Parts of the exercise »
[1] Answer these from the news roundup:
(a) In which Oregon river basin are farmers using more groundwater?
(b) What bill number was Kevin Cramer supporting on the House floor?
(c) What share of New York monitoring stations recorded a tide during Hurricane Sandy equal to or greater than the 500-year flood elevation?
[2] Print the news roundup text between "By the Numbers" and "(U.S. Geological Survey)", inclusive.

Source passage »
┄┄┄┄┄┄

Coal ash debate arrives in Congress. Farmers are using more groundwater in Oregon’s Klamath River Basin while Congress considers ratifying a historic agreement in the basin. Hurricane Sandy was a once-in-500-year event for some tidal monitoring stations. Pollution problems plague California groundwater.
“All of our regulations are tailored specifically to our coal types, specifically to the coal ash, specifically to our geology; and, frankly, this legislative approach may not be perfect, but it is better than the EPA’s proposal, Mr. Chairman, which leaves way too many opportunities for extreme environmentalists to meddle, to use the courts to come in place throughout the years and impose much more extreme regulations.” — Kevin Cramer (R-ND), speaking on the House floor in support of H.R. 1734, a bill to give power to the states to regulate the disposal of coal ash. The bill passed.
By the Numbers
20 percent: Number of monitoring stations in New York that recorded a tide during Hurricane Sandy equal or greater than the 500-year flood elevation. (U.S. Geological Survey)

┄┄┄┄┄┄

Data extract »
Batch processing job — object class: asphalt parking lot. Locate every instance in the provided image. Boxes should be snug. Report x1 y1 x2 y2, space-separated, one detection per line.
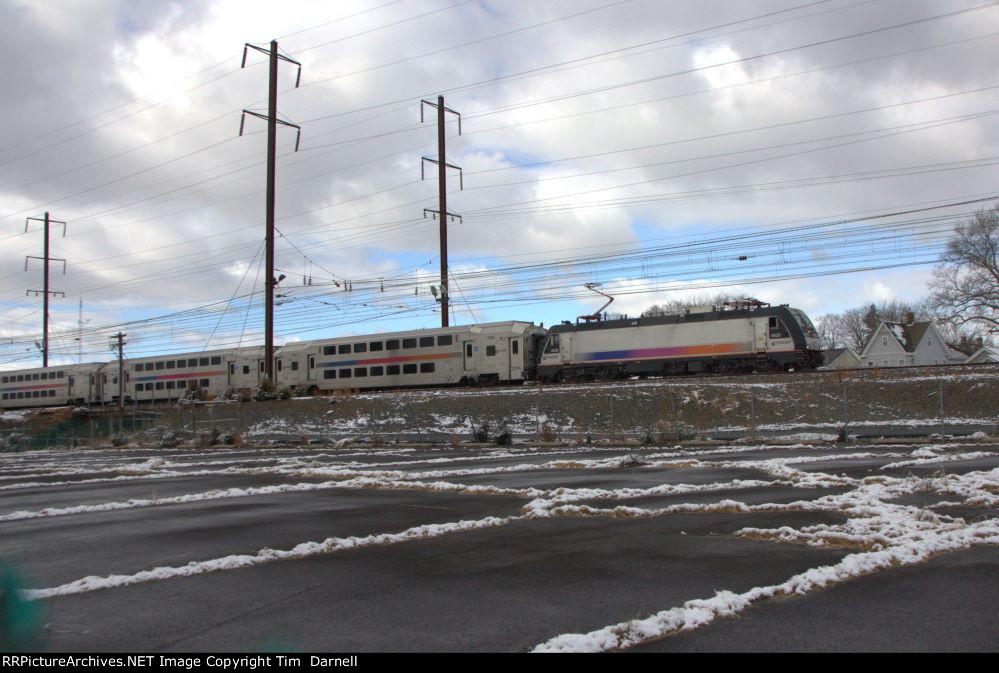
0 440 999 652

┄┄┄┄┄┄

Results of the exercise »
[1]
(a) The Klamath River Basin
(b) H.R. 1734
(c) 20 percent

[2]
By the Numbers
20 percent: Number of monitoring stations in New York that recorded a tide during Hurricane Sandy equal or greater than the 500-year flood elevation. (U.S. Geological Survey)